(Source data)

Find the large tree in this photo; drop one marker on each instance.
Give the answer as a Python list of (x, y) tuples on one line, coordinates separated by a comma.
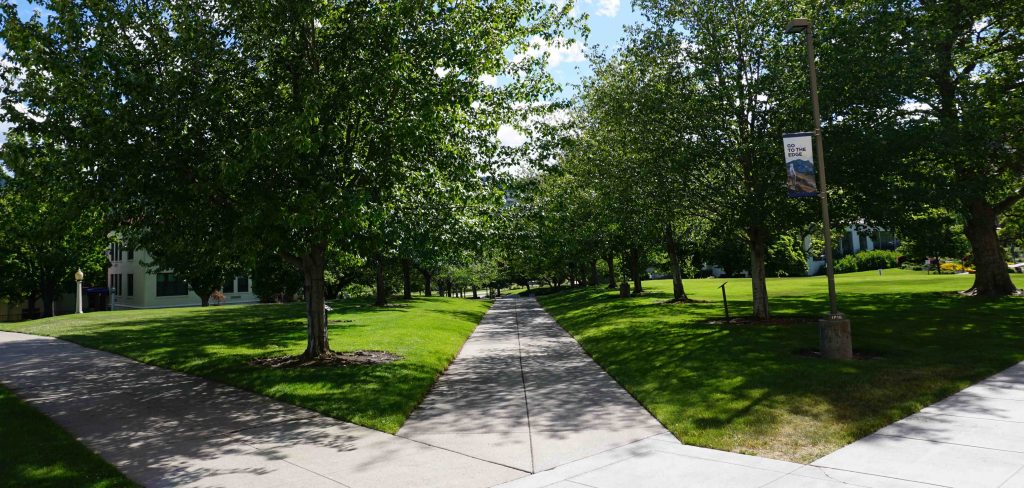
[(737, 73), (323, 107)]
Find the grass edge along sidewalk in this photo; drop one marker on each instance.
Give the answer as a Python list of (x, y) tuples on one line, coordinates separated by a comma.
[(36, 451), (218, 343), (754, 389)]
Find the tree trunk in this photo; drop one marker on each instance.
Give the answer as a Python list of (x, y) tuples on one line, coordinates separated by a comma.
[(610, 260), (426, 282), (312, 266), (381, 299), (678, 293), (759, 251), (407, 279), (990, 275), (635, 269), (49, 292)]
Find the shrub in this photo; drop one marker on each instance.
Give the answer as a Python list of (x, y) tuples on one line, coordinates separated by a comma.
[(785, 258), (867, 261), (356, 290), (953, 268)]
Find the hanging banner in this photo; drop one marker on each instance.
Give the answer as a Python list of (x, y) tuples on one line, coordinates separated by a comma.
[(800, 165)]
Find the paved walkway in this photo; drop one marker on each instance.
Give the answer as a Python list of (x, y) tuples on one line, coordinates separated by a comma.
[(974, 439), (523, 394), (166, 429)]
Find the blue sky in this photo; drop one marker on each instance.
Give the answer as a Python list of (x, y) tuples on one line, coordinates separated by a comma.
[(567, 64)]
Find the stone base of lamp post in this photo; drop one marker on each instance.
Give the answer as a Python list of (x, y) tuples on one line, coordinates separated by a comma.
[(836, 341)]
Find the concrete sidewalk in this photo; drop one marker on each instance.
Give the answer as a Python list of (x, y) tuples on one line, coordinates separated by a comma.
[(974, 439), (521, 397), (523, 394), (162, 428)]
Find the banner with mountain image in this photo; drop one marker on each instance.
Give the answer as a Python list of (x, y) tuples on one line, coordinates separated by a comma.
[(800, 165)]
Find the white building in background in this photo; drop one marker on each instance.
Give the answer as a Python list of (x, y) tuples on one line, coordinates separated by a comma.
[(134, 285), (852, 241)]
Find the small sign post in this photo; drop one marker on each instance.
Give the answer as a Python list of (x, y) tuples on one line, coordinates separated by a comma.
[(800, 165)]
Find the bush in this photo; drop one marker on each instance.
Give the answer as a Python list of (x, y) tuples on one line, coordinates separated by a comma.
[(954, 268), (785, 259), (866, 261)]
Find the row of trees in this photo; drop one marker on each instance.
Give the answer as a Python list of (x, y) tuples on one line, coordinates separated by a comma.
[(674, 142), (313, 132)]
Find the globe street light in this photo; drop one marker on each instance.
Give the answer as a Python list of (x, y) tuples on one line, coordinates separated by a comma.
[(836, 342), (79, 275)]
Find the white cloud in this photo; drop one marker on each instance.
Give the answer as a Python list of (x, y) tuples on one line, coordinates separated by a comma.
[(559, 50), (510, 137), (608, 8)]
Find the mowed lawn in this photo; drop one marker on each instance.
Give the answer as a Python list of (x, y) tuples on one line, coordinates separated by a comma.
[(35, 451), (218, 343), (745, 389)]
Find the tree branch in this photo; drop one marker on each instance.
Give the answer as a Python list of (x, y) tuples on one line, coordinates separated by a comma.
[(1010, 201)]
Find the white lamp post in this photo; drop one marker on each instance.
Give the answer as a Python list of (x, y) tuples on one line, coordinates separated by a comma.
[(79, 275)]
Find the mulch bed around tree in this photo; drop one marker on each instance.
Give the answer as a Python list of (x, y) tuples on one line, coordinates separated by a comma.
[(857, 354), (335, 359), (786, 320)]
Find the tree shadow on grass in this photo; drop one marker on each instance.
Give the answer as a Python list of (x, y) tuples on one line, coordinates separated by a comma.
[(218, 343), (737, 387)]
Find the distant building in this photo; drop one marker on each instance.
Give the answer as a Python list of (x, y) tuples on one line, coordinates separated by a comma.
[(852, 241), (134, 285)]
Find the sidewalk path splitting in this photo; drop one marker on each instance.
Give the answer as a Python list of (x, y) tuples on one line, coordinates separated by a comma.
[(521, 398), (163, 428), (523, 394)]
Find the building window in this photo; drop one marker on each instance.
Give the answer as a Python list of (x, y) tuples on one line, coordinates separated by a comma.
[(169, 285)]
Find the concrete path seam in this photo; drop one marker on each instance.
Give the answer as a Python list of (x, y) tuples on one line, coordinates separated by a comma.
[(522, 372)]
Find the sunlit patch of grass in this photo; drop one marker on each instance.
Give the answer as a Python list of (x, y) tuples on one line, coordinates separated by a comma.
[(37, 452), (742, 388), (218, 343)]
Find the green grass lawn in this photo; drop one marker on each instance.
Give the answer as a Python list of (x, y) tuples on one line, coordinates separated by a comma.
[(742, 388), (35, 451), (218, 343)]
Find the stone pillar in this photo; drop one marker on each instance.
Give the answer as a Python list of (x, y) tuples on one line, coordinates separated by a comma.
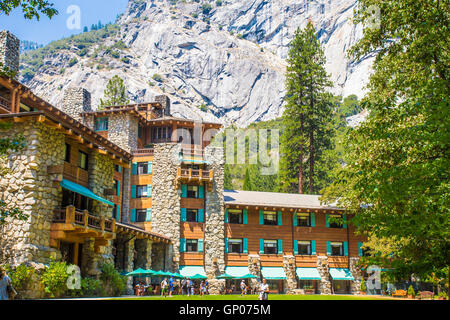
[(166, 199), (355, 270), (322, 267), (9, 52), (76, 100), (254, 266), (291, 277), (214, 233), (129, 263)]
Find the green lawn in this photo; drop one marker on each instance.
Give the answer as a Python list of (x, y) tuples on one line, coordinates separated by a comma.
[(255, 297)]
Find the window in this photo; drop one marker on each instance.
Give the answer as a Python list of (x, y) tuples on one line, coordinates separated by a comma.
[(191, 215), (141, 215), (270, 218), (191, 245), (83, 160), (67, 152), (304, 247), (192, 192), (101, 124), (142, 167), (235, 245), (141, 191), (234, 216), (270, 246), (335, 221), (303, 219), (337, 248)]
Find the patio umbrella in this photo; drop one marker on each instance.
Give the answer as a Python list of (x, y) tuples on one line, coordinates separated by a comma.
[(225, 276)]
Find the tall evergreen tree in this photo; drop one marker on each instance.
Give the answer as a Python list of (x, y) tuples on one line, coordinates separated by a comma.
[(115, 93), (306, 119)]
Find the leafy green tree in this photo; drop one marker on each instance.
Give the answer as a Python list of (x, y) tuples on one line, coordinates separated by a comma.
[(396, 179), (307, 128), (115, 93), (30, 8)]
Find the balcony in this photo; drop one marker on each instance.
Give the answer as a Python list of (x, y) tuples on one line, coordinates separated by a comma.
[(73, 225), (5, 104)]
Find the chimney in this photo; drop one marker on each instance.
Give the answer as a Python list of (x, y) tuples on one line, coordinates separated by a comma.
[(9, 52), (76, 100), (165, 103)]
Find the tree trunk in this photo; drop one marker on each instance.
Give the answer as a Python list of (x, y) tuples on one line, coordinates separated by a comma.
[(300, 173)]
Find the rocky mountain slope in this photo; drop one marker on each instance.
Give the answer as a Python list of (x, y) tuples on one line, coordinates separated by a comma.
[(218, 60)]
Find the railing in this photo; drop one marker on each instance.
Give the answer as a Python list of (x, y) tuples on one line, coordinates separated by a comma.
[(6, 104), (70, 215), (145, 151)]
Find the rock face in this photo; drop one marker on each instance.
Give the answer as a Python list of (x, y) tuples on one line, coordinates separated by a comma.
[(224, 64)]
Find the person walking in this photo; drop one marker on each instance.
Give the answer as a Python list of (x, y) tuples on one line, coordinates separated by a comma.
[(164, 285), (264, 290), (5, 281)]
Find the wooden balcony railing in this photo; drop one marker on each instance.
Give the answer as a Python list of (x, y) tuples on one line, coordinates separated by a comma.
[(5, 103), (70, 215)]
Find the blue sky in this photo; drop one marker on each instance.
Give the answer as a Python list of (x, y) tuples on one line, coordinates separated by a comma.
[(46, 30)]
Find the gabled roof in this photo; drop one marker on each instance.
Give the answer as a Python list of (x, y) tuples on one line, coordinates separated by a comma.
[(275, 199)]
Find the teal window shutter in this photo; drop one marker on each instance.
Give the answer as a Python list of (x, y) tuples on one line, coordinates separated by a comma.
[(280, 246), (184, 190), (182, 244), (313, 247), (183, 214), (149, 190), (150, 167)]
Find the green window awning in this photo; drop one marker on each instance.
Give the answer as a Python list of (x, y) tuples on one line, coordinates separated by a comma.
[(273, 273), (189, 271), (237, 271), (72, 186), (341, 274), (308, 274)]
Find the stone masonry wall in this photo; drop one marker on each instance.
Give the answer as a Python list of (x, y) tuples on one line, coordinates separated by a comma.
[(30, 188), (166, 197), (9, 51)]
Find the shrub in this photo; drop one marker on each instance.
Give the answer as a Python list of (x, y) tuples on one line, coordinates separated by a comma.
[(411, 291), (54, 279), (72, 62)]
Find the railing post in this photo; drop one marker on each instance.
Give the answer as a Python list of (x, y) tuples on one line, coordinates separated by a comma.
[(86, 217)]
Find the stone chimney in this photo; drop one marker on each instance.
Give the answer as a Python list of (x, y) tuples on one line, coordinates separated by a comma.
[(9, 52), (76, 100), (165, 102)]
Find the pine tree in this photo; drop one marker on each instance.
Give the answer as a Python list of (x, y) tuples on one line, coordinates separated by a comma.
[(307, 117), (115, 93)]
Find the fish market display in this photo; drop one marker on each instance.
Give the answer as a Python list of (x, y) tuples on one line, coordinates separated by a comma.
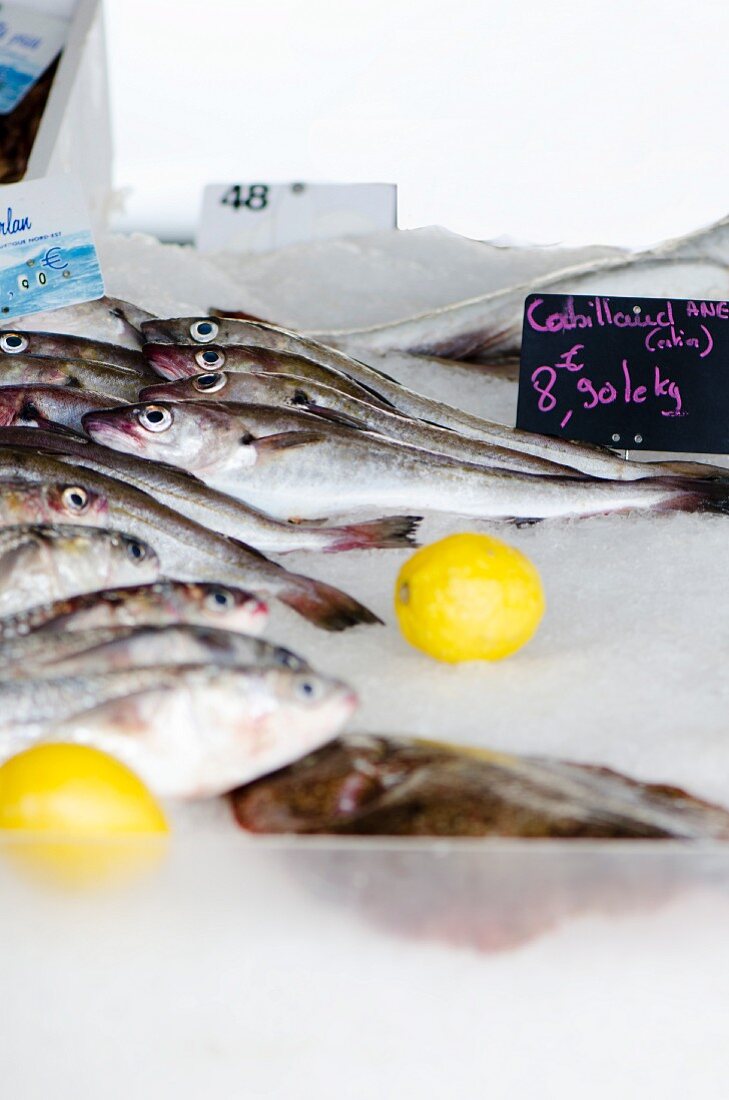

## TASK INSTRUCTIONS
Reproduce the lines from the one containing "Find the mulch" through the one containing "[(169, 285)]", both included, without changing anything.

## THE OUTPUT
Find the mulch bed around tree in this photo; drop one marker on each instance.
Give the answer as a Python list of (x, y) tuples on one line, coordinates separated by a comma.
[(857, 354), (335, 359), (786, 320)]
Find the tree shadow on grass in this photo; drop one marker on each instance.
Give the answer as a Python list of (x, y) tuples on one line, coordinates separated by a comma.
[(218, 343), (737, 387)]
Find the distant building in this photo; drop one marker on each instance.
Give the answer as a Python list of (x, y) tuples on one line, coordinates separated by a comma.
[(852, 241), (134, 285)]
Find the sidewalk path splitting in this photo; drop one marker on each instance.
Give the answer as a Python list of (x, y) tuples on one line, coordinates separated by a comma.
[(521, 398), (163, 428), (523, 394)]
Find the building window in this photo; drop one marker on each instance.
Give the answer as a Python list of (x, y) tuples on one line, coordinates separated by a comma.
[(169, 285)]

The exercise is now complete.